• Problem statement
Tally the lines in the rows below that contain the string "portrait", matching case exactly, and reply with only the number.

## Begin Stored records

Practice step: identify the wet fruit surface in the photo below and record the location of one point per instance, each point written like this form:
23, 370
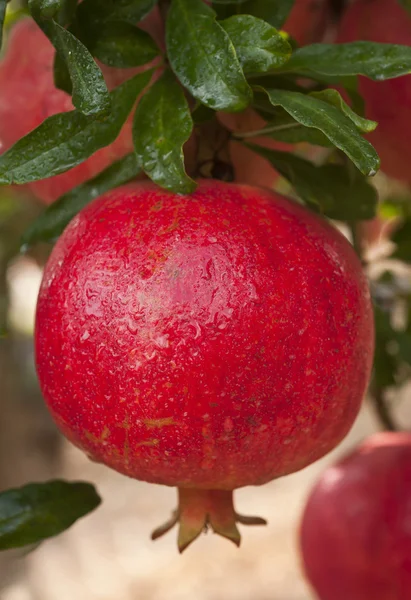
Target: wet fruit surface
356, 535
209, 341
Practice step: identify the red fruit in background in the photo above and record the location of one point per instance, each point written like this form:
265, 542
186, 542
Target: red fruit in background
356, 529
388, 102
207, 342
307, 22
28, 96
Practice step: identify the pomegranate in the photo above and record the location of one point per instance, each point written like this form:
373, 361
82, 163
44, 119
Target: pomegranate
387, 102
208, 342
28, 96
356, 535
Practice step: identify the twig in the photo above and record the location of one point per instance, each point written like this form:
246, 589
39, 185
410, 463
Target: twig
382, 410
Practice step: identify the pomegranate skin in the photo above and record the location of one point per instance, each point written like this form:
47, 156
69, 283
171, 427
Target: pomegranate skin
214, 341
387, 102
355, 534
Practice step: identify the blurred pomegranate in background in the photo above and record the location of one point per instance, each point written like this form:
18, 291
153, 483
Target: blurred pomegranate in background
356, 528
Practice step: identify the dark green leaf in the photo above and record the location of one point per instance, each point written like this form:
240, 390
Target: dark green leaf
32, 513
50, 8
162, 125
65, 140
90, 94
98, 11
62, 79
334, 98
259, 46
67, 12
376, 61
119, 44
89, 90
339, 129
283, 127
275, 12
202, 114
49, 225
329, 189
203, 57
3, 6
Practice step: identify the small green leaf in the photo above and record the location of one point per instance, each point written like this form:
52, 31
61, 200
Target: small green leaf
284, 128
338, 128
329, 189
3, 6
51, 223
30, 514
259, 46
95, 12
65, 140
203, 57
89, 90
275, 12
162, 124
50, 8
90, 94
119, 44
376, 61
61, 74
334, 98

## End Stored records
## Begin Stored records

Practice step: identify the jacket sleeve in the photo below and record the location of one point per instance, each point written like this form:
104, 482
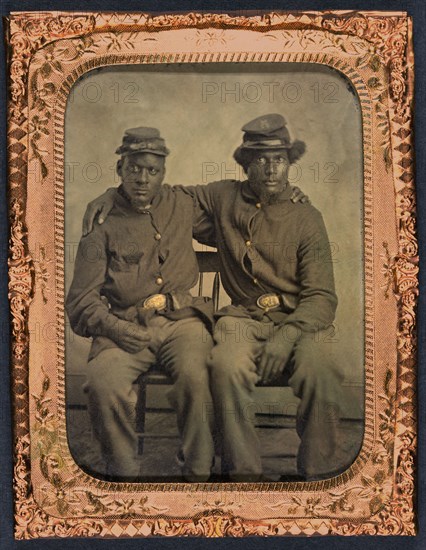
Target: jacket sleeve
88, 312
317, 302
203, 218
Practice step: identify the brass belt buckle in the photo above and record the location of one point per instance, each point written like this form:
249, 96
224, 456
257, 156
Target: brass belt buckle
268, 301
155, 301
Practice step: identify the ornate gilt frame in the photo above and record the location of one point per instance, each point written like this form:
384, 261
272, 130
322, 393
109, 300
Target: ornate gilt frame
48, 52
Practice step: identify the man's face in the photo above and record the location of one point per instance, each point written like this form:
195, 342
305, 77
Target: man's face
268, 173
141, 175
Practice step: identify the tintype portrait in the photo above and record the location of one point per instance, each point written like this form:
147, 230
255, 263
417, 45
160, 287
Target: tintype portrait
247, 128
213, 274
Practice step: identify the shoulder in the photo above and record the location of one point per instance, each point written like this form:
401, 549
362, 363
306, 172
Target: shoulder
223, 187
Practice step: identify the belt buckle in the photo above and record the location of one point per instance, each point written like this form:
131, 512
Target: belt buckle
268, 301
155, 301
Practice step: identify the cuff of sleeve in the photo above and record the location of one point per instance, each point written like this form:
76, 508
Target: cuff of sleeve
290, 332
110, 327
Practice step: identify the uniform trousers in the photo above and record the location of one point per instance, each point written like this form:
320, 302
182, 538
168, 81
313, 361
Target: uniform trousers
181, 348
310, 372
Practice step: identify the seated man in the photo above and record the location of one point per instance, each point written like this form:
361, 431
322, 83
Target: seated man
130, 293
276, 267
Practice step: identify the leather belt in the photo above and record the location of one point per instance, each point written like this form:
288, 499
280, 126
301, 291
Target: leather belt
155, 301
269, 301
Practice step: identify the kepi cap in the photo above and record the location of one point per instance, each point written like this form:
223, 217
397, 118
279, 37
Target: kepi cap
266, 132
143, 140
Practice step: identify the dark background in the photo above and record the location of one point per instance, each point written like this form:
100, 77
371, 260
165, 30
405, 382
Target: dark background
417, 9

## End Stored records

• Solution to this exercise
2